### [GOAL OF THE EXERCISE]
Reproduce every line of the listing below without changing anything.

Excerpts from labeled region data:
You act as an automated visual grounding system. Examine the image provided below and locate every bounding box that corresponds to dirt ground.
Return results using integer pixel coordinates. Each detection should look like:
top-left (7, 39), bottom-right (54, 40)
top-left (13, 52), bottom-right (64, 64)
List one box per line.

### [SOLVED EXERCISE]
You act as an automated visual grounding system. Examine the image provided below and locate every bounding box that corresponds to dirt ground.
Return results using integer pixel coordinates. Each detection should look like:
top-left (7, 39), bottom-right (54, 40)
top-left (13, 52), bottom-right (64, 64)
List one box per line.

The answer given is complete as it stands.